▸ SUPPLIED PASSAGE:
┌──

STEREO FLICKS

Until a very few years ago the only way to provide someone with a realistic 3-dimensional percept involved making them look at a specially prepared image through red/green specs. But this technique has now been superseded (to some degree) by the SIRDS or `Magic Eye' method. This enables a 3-dimensional percept to be presented without use of any special equipment. It is currently being used in the generation of a wide variety of images in many different media. Viewed raw, SIRDS or `integrams' as I call them, appear to contain nothing more than detailed, periodic patterns. But viewed with an offset vergence, they provide a rock solid, specs-free 3-d illusion.

In this file I will present some sample integrams and talk about how they can be constructed. I will also show a short `stereo flick'---a 3-dimensional movie made using the itegram method.

A encyclopaedic reference on stereograms is here.


Sample integrams

To get a 3-d percept from an integram it is necessary to make your eyes converge on a point behind the image. There are various ways of getting your eyes to do this. One method is to try to `look' at an imaginary object on the inside of the back-panel of your computer screen. Another method is to focus on your own reflection in the screen.

Here is a simple integram which features the letters `WO' floating above a plain, flat surface.

This next image contains a number of flat surfaces at various different depths.

This one contains a snaking, downwards sloping staircase.

Here's a black-and-white integram (useful for printing out).

You may find these example easier to see when they are blown up to the full size of the screen. You can do this by clicking on them to open up them up in the XV viewer and then clicking the top-left-corner button on the XV window to make it fill the screen.

Click here to run the `stereo flick'---a short video showing one surface moving vertically over another.


The year of the integram

Integrams trick the brain into perceiving 3-dimensional space that isn't really there. They do this by providing phoney `stereo cues' from which the brain derives phoney distance (depth) information. To understand how this works we need to understand a few basics about the visual system.

Animate visual systems use retinal arrays. These sense light falling on a roughly flat surface and thus deliver a 2-dimensional projection of the 3-dimensional world. Since organisms typically want to know something about the 3-dimensional properties of their world, they have to post-process retinal inputs so as to derive `depth' information, i.e., the real distances to the objects whose projections appear in the retinal array. If the organism has two eyes, this can be done quite effectively by

  1. Solving the correspondence problem, i.e., working out which dot in one retinal image matches (i.e., originates from the same location as) which dot in the other retinal image, and then

  2. Using disparities between matching dots to work out (by trigonometry) their true depth in 3-d space.

└──

▸ ENTRIES SUPPLIED:
┌──

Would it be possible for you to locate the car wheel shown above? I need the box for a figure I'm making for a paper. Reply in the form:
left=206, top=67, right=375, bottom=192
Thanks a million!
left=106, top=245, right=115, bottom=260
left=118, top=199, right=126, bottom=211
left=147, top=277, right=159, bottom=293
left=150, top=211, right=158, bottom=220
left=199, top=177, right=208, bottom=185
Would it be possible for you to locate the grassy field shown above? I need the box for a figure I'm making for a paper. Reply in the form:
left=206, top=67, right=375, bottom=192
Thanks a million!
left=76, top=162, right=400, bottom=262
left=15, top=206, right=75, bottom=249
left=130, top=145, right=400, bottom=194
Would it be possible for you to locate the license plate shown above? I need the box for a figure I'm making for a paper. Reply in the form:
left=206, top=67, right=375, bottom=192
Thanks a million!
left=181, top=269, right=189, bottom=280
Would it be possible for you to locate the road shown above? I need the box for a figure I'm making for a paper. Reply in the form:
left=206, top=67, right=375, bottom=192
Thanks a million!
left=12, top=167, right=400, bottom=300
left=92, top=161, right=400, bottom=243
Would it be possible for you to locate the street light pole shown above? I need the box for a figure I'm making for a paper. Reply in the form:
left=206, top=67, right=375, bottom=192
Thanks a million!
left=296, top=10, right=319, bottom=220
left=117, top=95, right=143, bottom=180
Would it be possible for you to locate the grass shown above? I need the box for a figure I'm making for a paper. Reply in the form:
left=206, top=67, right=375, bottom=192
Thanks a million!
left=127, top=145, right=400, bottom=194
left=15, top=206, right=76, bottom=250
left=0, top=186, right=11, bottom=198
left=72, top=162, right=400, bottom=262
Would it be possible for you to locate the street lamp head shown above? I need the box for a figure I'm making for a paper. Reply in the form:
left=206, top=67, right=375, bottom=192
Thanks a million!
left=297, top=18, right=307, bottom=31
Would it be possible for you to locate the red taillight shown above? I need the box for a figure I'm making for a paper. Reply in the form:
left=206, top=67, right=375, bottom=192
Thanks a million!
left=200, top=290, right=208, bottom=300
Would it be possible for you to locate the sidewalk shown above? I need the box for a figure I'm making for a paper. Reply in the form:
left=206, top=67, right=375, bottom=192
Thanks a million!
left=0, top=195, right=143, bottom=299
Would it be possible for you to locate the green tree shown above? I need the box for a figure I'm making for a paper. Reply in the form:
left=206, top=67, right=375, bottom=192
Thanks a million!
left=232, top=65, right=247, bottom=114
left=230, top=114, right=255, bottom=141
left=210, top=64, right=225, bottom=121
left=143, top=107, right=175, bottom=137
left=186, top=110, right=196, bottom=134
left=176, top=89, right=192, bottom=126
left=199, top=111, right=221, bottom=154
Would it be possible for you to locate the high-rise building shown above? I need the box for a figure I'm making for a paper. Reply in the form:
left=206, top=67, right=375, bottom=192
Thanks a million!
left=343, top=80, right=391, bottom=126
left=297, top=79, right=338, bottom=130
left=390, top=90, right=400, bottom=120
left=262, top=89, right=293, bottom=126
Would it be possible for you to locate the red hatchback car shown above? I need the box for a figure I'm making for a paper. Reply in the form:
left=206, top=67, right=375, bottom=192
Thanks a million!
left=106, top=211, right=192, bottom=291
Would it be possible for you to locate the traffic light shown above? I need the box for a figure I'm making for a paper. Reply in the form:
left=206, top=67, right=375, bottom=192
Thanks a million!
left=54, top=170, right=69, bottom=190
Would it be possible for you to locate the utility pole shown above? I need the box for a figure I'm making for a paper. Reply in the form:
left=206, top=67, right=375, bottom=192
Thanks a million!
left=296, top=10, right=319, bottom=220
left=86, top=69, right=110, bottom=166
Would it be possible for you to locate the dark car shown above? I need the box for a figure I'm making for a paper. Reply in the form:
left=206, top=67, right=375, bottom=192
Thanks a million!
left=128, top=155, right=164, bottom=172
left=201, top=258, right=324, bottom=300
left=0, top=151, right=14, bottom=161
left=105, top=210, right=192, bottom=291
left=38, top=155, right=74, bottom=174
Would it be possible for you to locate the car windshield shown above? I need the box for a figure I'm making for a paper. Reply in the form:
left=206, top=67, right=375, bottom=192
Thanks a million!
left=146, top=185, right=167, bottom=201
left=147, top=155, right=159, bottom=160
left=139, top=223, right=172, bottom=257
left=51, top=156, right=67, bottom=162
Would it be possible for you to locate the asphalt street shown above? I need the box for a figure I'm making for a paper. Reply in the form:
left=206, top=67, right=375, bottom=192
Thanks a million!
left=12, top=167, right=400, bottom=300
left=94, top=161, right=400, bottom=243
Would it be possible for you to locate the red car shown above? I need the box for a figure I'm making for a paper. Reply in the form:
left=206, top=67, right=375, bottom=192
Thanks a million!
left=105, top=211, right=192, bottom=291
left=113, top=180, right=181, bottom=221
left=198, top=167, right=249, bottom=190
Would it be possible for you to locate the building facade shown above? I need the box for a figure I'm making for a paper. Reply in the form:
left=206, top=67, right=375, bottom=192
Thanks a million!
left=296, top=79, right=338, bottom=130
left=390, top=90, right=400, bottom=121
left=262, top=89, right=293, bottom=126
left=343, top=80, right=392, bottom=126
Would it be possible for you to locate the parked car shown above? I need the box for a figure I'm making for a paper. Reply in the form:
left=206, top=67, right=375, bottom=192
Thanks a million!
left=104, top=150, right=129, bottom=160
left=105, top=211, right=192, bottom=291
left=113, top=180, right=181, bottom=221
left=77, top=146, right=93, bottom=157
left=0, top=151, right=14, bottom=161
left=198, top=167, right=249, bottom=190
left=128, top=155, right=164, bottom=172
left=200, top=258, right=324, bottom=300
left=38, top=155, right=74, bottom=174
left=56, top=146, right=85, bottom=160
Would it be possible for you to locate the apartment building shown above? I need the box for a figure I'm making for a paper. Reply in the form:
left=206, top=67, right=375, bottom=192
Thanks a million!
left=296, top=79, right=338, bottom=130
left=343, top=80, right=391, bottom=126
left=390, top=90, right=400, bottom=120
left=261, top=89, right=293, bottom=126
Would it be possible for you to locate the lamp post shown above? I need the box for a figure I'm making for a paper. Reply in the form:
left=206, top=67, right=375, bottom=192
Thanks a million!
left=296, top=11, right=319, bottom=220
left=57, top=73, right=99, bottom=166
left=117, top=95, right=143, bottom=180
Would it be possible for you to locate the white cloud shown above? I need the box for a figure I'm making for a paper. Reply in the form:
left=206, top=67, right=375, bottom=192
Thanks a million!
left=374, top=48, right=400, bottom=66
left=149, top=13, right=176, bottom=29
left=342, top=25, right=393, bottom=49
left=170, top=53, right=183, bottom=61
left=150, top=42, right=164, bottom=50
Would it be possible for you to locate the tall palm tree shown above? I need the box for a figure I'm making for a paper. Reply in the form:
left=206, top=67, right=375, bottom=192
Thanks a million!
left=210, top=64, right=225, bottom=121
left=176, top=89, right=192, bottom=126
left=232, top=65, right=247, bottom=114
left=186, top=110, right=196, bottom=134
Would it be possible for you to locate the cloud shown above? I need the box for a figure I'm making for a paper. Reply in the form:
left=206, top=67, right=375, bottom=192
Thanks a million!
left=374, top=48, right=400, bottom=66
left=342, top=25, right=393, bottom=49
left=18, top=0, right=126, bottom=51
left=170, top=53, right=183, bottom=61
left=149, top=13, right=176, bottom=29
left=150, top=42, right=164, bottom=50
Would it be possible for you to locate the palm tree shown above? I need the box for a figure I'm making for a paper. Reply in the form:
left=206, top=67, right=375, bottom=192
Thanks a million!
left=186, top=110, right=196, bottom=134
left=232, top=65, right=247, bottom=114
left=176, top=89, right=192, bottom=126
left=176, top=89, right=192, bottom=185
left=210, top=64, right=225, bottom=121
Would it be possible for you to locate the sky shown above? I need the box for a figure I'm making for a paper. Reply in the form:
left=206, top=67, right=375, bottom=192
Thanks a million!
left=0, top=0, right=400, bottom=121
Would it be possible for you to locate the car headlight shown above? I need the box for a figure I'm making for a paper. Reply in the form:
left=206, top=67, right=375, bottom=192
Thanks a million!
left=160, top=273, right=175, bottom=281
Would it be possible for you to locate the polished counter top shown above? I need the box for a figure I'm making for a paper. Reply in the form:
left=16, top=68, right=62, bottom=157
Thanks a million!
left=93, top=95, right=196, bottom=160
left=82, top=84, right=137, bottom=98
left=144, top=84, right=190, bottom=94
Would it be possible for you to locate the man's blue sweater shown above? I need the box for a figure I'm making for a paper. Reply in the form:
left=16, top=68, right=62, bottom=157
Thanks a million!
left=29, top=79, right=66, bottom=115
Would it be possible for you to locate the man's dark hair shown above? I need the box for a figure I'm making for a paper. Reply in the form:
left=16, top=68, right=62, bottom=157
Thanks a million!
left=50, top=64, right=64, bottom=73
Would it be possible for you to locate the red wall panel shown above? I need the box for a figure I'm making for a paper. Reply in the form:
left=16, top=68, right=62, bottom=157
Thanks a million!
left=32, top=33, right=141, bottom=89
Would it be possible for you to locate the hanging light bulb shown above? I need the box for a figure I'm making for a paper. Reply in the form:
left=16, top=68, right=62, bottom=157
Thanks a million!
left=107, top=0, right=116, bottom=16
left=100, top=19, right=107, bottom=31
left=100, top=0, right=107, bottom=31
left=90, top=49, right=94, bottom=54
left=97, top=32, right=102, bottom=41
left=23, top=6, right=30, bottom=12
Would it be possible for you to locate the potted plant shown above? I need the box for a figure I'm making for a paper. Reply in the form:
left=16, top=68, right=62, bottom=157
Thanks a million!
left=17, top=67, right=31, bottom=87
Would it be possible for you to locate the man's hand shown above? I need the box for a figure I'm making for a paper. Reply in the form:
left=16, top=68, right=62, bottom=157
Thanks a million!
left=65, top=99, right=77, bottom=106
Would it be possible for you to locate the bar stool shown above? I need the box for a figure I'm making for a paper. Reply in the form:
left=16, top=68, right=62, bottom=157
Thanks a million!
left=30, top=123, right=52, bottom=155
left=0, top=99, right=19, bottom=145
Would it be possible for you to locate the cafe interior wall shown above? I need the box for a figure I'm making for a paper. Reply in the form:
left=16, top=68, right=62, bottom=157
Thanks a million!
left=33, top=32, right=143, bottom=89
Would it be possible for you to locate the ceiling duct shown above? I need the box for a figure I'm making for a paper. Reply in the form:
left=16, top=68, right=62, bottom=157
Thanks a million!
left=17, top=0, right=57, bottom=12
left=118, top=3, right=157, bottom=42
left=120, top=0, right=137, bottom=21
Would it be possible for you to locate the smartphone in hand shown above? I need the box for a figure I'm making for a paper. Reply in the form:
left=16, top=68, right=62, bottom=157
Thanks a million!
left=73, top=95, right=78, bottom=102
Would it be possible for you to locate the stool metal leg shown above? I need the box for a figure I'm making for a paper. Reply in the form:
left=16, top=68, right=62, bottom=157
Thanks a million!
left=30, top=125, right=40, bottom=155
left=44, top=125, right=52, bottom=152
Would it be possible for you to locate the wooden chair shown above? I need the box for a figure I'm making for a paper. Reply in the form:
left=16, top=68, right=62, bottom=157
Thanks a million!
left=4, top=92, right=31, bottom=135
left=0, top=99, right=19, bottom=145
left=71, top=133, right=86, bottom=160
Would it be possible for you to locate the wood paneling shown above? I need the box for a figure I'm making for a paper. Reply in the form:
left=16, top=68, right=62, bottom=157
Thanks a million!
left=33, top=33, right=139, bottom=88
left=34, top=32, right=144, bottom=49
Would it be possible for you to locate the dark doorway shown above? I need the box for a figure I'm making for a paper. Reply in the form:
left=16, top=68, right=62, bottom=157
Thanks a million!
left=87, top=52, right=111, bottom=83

└──

Continue the integram article from the end of its second numbered step, picking up after "their true depth in 3-d space." The material plays no part in what comes next.

▸ THE RESULT:
If this method is used it helps to have eyes which are close but not too close. This ensures the correspondence problem is not too hard (matching dots are not too far apart) and the trigonometry is not too inaccurate (significant differences in stereo disparity are derived from significant differences in vergence).

Settling on a a particular eye separation effectively `tunes' the visual system to stereo cues within a given depth of field (i.e., within given depth limits).


Traditional stereoscoping methods

To provide a stereoscopic visual system (i.e., a 2-eyed visual system which exploits stereo cues) with an `illusion' of a 3-dimensional scene, all you have to do is feed its left eye with the image that its left eye would normally get of that scene and its right eye with the image that its right eye would normally get of that scene. (These are of course identical except for the small disparities produced by the positional difference of the two eyes.) Through the years various methods have been developed for presenting such `stereo pairs' to the human visual system. An early method involved a contraption called the `Wheatstone stereoscope'. This was made of two, L-shaped viewing tubes which effectively fed a stereo pair of images to the viewer's left and right eyes. It looked something like this:

A better-known method involves the use of `red/green specs'. These are cardboard spectacles which cover one eye with a red filter and the other with a green filter. With these specs on, a viewer can obtain a 3-d image from a stereo pair drawn on a single surface, provided that one image in the pair is drawn in green and the other in red. The green image is effectively invisible to the green-covered eye and thus only gets to the red-covered eye, and vice versa.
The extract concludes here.